From the line containing "Indicate the white horse" through the last line of the entries below, repeat each line word for word and leave out the rest.
***** Data entries *****
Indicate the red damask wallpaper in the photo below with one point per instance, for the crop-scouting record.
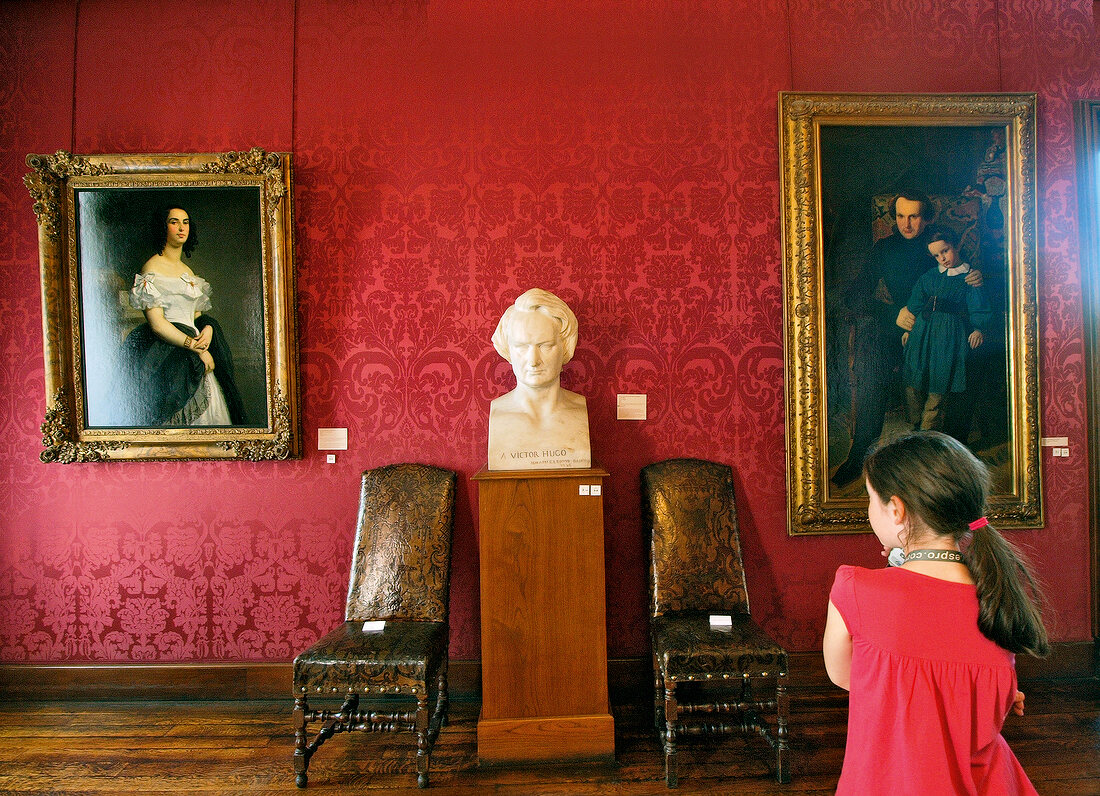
(447, 156)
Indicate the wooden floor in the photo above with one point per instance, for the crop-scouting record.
(244, 748)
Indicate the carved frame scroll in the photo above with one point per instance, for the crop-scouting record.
(87, 209)
(842, 153)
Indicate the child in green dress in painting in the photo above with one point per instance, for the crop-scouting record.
(950, 319)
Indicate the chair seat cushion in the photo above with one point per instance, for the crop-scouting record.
(397, 660)
(688, 648)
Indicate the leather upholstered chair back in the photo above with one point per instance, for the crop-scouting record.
(403, 544)
(695, 552)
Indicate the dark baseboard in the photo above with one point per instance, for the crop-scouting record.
(629, 678)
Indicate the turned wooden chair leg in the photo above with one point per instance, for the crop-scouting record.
(442, 703)
(422, 748)
(300, 742)
(782, 753)
(658, 697)
(671, 714)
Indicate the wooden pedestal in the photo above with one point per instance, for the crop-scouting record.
(543, 631)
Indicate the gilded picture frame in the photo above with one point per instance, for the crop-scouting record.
(851, 166)
(120, 385)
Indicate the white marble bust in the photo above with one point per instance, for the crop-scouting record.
(539, 424)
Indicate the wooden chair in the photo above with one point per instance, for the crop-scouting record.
(400, 575)
(695, 571)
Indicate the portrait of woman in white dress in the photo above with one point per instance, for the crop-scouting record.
(176, 368)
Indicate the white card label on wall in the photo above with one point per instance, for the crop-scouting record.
(332, 439)
(630, 406)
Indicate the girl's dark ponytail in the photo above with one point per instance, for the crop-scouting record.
(946, 486)
(1008, 595)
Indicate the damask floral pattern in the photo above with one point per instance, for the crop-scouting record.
(448, 156)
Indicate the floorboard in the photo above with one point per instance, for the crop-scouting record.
(245, 747)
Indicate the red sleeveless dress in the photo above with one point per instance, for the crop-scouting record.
(928, 692)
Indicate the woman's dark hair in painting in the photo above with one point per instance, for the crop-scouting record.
(158, 228)
(946, 234)
(927, 211)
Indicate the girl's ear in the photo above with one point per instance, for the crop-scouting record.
(895, 509)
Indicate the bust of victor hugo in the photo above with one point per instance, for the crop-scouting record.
(539, 424)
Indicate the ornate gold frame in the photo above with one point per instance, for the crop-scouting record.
(53, 184)
(811, 507)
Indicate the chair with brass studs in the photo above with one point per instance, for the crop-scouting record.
(706, 674)
(399, 575)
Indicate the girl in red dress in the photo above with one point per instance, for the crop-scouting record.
(926, 649)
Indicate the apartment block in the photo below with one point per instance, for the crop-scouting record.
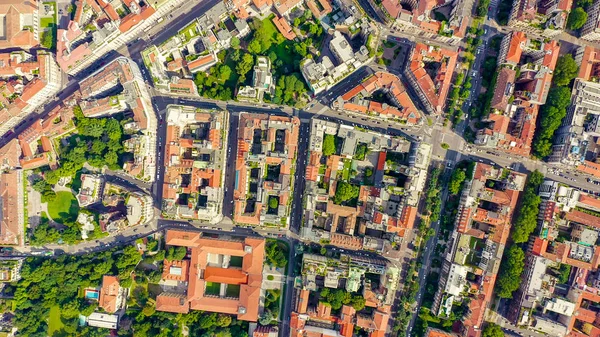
(517, 98)
(399, 107)
(591, 29)
(474, 252)
(567, 236)
(220, 274)
(26, 82)
(325, 74)
(546, 18)
(11, 196)
(314, 317)
(576, 140)
(416, 17)
(429, 73)
(20, 24)
(384, 209)
(264, 166)
(105, 26)
(192, 49)
(97, 99)
(195, 161)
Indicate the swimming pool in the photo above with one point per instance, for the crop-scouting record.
(91, 294)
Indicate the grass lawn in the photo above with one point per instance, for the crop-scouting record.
(47, 22)
(64, 208)
(54, 322)
(279, 49)
(234, 77)
(76, 182)
(346, 169)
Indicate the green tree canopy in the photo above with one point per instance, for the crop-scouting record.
(328, 145)
(456, 180)
(344, 192)
(577, 18)
(565, 71)
(511, 269)
(273, 202)
(492, 330)
(526, 221)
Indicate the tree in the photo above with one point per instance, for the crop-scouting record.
(358, 303)
(328, 145)
(344, 192)
(254, 46)
(273, 202)
(235, 42)
(47, 39)
(361, 151)
(39, 185)
(551, 116)
(526, 221)
(456, 180)
(564, 273)
(577, 18)
(266, 318)
(274, 255)
(492, 330)
(566, 70)
(511, 269)
(245, 64)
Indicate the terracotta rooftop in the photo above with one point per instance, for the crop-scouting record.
(284, 27)
(175, 270)
(204, 253)
(515, 48)
(435, 88)
(10, 229)
(13, 13)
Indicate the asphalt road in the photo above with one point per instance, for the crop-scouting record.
(300, 178)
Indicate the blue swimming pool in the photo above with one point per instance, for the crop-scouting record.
(91, 294)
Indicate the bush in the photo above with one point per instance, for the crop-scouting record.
(511, 269)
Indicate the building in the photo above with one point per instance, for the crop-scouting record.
(97, 99)
(568, 305)
(26, 82)
(313, 317)
(112, 296)
(262, 82)
(575, 142)
(91, 189)
(341, 48)
(106, 29)
(11, 202)
(416, 17)
(400, 107)
(381, 214)
(195, 162)
(267, 146)
(591, 29)
(474, 252)
(101, 320)
(20, 24)
(517, 98)
(429, 73)
(224, 275)
(546, 18)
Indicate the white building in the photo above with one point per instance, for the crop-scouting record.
(341, 48)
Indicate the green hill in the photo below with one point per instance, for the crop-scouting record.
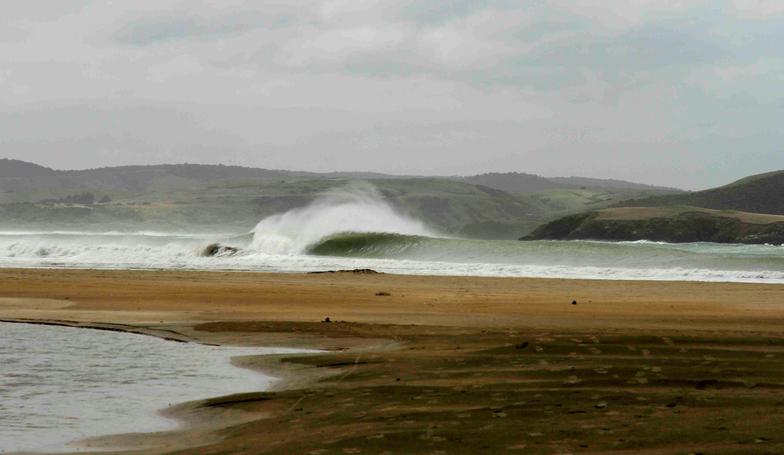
(207, 197)
(669, 224)
(763, 193)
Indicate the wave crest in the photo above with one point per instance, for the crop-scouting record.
(356, 208)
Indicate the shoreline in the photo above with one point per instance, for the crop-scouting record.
(419, 316)
(182, 413)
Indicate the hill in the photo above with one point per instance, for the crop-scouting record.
(22, 169)
(763, 193)
(669, 224)
(584, 182)
(513, 182)
(207, 197)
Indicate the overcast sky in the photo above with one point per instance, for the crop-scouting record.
(681, 93)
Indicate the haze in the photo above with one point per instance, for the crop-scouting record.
(677, 93)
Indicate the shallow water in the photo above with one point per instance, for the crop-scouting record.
(420, 255)
(60, 384)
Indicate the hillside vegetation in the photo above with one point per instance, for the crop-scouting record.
(207, 197)
(762, 193)
(669, 224)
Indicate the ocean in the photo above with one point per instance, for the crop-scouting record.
(355, 227)
(418, 253)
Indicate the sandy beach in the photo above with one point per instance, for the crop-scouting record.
(450, 364)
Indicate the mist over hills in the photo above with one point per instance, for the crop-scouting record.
(749, 210)
(201, 197)
(762, 193)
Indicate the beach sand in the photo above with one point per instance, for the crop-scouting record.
(450, 364)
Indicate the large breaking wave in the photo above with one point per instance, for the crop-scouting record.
(354, 227)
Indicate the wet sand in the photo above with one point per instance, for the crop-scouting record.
(451, 364)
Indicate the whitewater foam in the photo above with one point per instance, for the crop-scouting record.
(357, 207)
(354, 227)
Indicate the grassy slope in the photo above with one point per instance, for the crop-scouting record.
(762, 193)
(670, 224)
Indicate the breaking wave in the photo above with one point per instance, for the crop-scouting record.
(357, 207)
(354, 227)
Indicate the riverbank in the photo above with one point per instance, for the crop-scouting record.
(452, 364)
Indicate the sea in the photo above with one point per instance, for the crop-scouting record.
(60, 384)
(63, 384)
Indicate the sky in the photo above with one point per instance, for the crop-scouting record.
(678, 93)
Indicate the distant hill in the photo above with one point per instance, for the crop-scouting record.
(16, 168)
(608, 183)
(203, 197)
(668, 224)
(763, 193)
(513, 182)
(521, 183)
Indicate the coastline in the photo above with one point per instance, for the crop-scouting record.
(421, 317)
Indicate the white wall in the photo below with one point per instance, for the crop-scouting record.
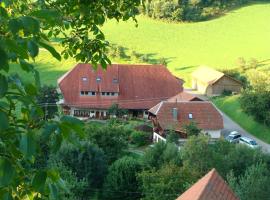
(215, 134)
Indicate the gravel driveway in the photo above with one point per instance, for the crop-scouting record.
(230, 125)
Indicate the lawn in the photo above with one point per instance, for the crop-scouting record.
(231, 106)
(217, 43)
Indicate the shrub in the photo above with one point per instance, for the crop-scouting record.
(87, 162)
(121, 181)
(140, 138)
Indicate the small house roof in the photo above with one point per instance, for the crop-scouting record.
(210, 187)
(207, 75)
(203, 113)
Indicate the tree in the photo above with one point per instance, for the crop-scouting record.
(87, 162)
(111, 139)
(197, 155)
(25, 27)
(192, 129)
(47, 98)
(166, 183)
(121, 181)
(161, 153)
(254, 184)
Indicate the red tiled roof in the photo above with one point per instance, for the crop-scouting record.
(209, 187)
(203, 113)
(139, 86)
(184, 96)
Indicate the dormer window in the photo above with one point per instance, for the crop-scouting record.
(115, 80)
(98, 79)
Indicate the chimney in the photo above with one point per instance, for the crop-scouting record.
(175, 113)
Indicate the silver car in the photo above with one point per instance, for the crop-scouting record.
(233, 137)
(249, 142)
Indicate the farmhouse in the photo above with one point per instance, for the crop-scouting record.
(88, 93)
(210, 187)
(174, 115)
(211, 82)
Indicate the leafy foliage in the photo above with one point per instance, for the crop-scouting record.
(47, 99)
(121, 181)
(111, 139)
(25, 27)
(140, 138)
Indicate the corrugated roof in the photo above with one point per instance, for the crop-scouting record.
(203, 113)
(184, 96)
(207, 75)
(210, 187)
(139, 86)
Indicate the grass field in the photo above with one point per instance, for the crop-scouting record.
(231, 106)
(218, 43)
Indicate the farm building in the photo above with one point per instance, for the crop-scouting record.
(212, 83)
(210, 187)
(89, 93)
(174, 116)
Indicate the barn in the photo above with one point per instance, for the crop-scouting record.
(213, 83)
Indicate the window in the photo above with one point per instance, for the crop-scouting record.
(84, 79)
(115, 80)
(98, 79)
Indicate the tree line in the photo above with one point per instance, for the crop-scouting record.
(188, 10)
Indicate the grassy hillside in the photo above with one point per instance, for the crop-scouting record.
(231, 106)
(218, 43)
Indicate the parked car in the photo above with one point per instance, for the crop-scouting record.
(233, 137)
(249, 142)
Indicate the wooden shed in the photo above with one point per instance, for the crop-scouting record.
(212, 83)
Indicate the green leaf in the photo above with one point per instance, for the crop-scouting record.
(3, 60)
(39, 181)
(30, 89)
(28, 145)
(53, 191)
(32, 48)
(14, 25)
(71, 120)
(3, 85)
(7, 172)
(50, 48)
(4, 124)
(48, 15)
(30, 24)
(26, 66)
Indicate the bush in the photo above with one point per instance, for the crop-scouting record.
(121, 182)
(87, 162)
(140, 138)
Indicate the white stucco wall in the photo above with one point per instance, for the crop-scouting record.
(215, 134)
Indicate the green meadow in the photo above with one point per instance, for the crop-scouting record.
(243, 32)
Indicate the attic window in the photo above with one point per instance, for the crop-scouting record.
(115, 80)
(98, 79)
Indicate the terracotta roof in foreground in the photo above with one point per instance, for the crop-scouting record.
(210, 187)
(138, 86)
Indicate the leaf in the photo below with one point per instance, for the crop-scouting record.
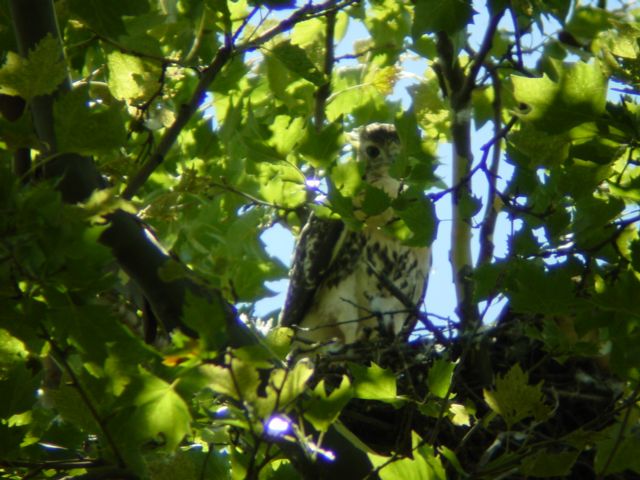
(323, 409)
(432, 16)
(578, 96)
(374, 382)
(439, 377)
(131, 78)
(425, 464)
(86, 127)
(617, 452)
(39, 74)
(239, 381)
(514, 399)
(297, 61)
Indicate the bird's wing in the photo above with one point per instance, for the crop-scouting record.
(312, 259)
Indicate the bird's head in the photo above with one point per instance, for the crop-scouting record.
(378, 148)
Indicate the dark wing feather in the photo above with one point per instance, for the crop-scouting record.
(312, 259)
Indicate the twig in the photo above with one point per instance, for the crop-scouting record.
(184, 115)
(225, 53)
(85, 398)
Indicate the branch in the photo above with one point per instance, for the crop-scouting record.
(184, 115)
(412, 307)
(141, 259)
(479, 58)
(59, 355)
(491, 213)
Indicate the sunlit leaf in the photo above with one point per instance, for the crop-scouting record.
(39, 74)
(514, 399)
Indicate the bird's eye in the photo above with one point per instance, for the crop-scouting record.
(372, 151)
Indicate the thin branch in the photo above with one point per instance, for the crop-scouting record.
(412, 307)
(224, 55)
(307, 12)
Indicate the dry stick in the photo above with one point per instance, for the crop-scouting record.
(223, 56)
(459, 88)
(491, 214)
(85, 398)
(412, 307)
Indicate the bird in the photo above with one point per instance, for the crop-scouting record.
(345, 282)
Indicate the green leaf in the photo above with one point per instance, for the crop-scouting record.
(39, 74)
(578, 96)
(425, 464)
(239, 381)
(374, 382)
(323, 409)
(432, 16)
(439, 378)
(417, 225)
(151, 411)
(131, 78)
(283, 387)
(514, 399)
(86, 127)
(321, 149)
(296, 60)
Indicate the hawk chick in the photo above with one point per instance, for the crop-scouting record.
(340, 277)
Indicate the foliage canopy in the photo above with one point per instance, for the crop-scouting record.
(123, 356)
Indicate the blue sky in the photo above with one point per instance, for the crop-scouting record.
(440, 299)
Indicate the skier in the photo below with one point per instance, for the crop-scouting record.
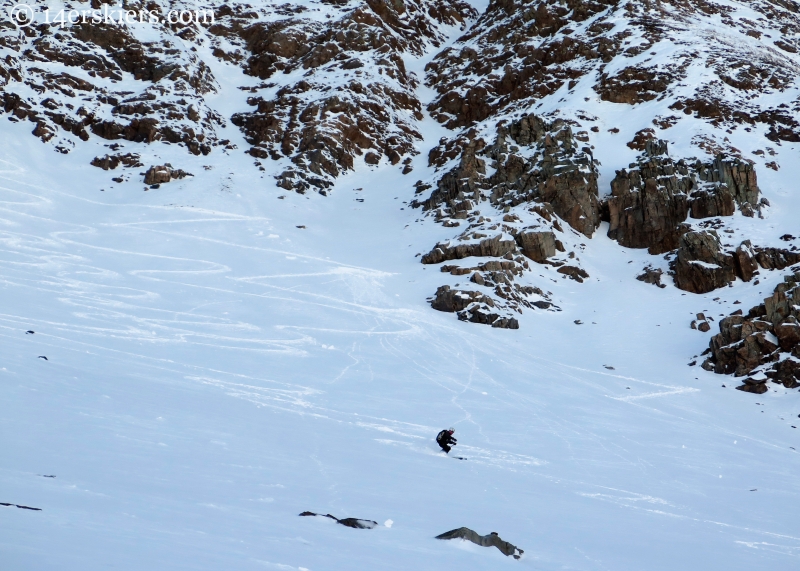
(445, 439)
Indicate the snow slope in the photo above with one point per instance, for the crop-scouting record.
(213, 370)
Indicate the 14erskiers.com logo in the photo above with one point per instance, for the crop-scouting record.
(24, 15)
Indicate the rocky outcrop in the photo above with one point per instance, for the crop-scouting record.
(560, 172)
(163, 173)
(540, 179)
(110, 162)
(651, 276)
(522, 52)
(471, 306)
(650, 202)
(763, 343)
(538, 246)
(497, 246)
(535, 161)
(702, 266)
(371, 114)
(62, 79)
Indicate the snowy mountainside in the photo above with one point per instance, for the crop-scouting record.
(227, 350)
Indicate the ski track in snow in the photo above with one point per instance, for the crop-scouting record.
(190, 370)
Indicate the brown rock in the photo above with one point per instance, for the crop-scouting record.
(163, 173)
(574, 273)
(538, 246)
(744, 260)
(652, 276)
(496, 247)
(701, 266)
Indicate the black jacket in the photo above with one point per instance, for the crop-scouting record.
(445, 438)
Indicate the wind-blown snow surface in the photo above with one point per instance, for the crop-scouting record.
(212, 371)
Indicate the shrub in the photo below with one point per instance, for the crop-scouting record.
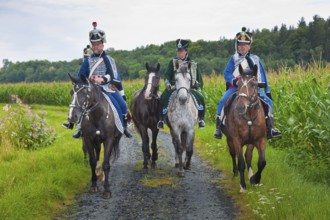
(23, 129)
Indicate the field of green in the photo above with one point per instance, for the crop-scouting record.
(37, 182)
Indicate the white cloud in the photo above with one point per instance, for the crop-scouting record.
(58, 29)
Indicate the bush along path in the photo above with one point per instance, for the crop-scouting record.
(154, 194)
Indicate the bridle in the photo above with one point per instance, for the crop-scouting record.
(86, 106)
(184, 88)
(253, 99)
(153, 85)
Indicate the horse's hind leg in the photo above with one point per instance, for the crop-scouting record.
(248, 159)
(154, 148)
(255, 179)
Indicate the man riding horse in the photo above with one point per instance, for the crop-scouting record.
(243, 41)
(196, 83)
(101, 68)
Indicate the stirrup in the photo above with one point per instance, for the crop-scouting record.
(201, 124)
(68, 125)
(218, 134)
(127, 133)
(160, 125)
(77, 134)
(273, 133)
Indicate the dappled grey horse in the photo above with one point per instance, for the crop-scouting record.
(182, 117)
(144, 108)
(97, 127)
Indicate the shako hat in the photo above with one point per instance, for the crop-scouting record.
(244, 37)
(97, 35)
(182, 44)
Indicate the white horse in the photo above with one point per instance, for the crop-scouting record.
(182, 117)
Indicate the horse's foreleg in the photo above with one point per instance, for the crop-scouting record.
(255, 179)
(92, 163)
(178, 154)
(154, 148)
(233, 158)
(88, 147)
(145, 147)
(189, 141)
(241, 167)
(176, 164)
(106, 169)
(248, 159)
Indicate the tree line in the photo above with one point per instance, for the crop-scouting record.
(280, 47)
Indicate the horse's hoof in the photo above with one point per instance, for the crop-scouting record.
(254, 180)
(93, 189)
(106, 195)
(243, 189)
(186, 167)
(181, 173)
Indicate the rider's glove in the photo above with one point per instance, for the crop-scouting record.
(168, 85)
(235, 81)
(269, 95)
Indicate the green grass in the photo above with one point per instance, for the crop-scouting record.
(283, 192)
(38, 184)
(294, 183)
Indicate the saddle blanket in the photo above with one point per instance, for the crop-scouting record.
(118, 123)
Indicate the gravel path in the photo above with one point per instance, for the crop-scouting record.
(133, 196)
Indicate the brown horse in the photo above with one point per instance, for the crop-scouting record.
(144, 108)
(245, 125)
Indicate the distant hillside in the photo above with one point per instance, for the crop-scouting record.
(280, 47)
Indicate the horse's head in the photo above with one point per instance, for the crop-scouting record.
(182, 80)
(247, 89)
(152, 81)
(84, 96)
*****
* Solution for this problem
Indicate the white horse in the photo above with one point per instance, for the crop-scouting record.
(182, 117)
Indicate the horse's foreleg in the photo above with one point per instance, for the crop-scouting record.
(255, 179)
(92, 163)
(178, 154)
(154, 148)
(233, 158)
(88, 147)
(145, 147)
(189, 141)
(241, 167)
(176, 164)
(106, 169)
(248, 159)
Indicate the tree line in the photo above with one point per instance, for the crop-scouting record.
(280, 47)
Indicate the horse's hoof in the photo above with one point per instance, for the crop-scouting record.
(254, 180)
(93, 189)
(106, 195)
(243, 189)
(186, 167)
(181, 173)
Indicate the rider's glove in the photo above with one point per instance, for the crop-scouting record.
(168, 85)
(235, 81)
(269, 95)
Indicate the green grass in the photo above with one point per instance, for the crop-scouting record.
(283, 192)
(38, 184)
(294, 183)
Indicate the saddle blanket in the photo above with one point per instance, for the crop-scouting record.
(118, 123)
Indicate the gravel path in the photo above with one point per instance, for the crop-scouting record.
(133, 196)
Indicate the brown horse in the photo above with one point per instance, for the crop-scouting record.
(144, 108)
(245, 125)
Indicate the distant hillside in the photo above with one point per instance, for the crop-scouting record.
(280, 47)
Indicate the horse's head in the photo above with one point per instance, for the crop-scouting record.
(182, 80)
(247, 89)
(152, 81)
(84, 96)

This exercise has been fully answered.